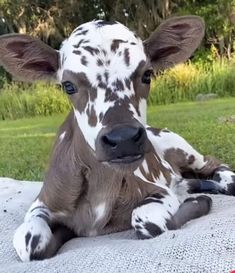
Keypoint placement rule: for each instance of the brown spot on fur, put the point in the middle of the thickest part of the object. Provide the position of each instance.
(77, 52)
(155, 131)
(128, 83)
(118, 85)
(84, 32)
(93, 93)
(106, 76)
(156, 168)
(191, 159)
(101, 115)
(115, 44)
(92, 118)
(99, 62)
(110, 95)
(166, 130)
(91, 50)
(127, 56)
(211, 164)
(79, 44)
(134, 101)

+--

## Work required
When you reproduce the material, keep every word exact and leave each picture out.

## Output of the task
Keypoint placement rule: for each instance of the brown spot on fur, put the point in the middle of the thickest part of the object. Provide the position of each instance.
(77, 52)
(155, 131)
(128, 83)
(118, 85)
(84, 32)
(93, 93)
(106, 76)
(156, 168)
(191, 159)
(101, 115)
(115, 44)
(92, 118)
(99, 62)
(110, 95)
(166, 130)
(91, 50)
(127, 56)
(211, 164)
(79, 44)
(134, 101)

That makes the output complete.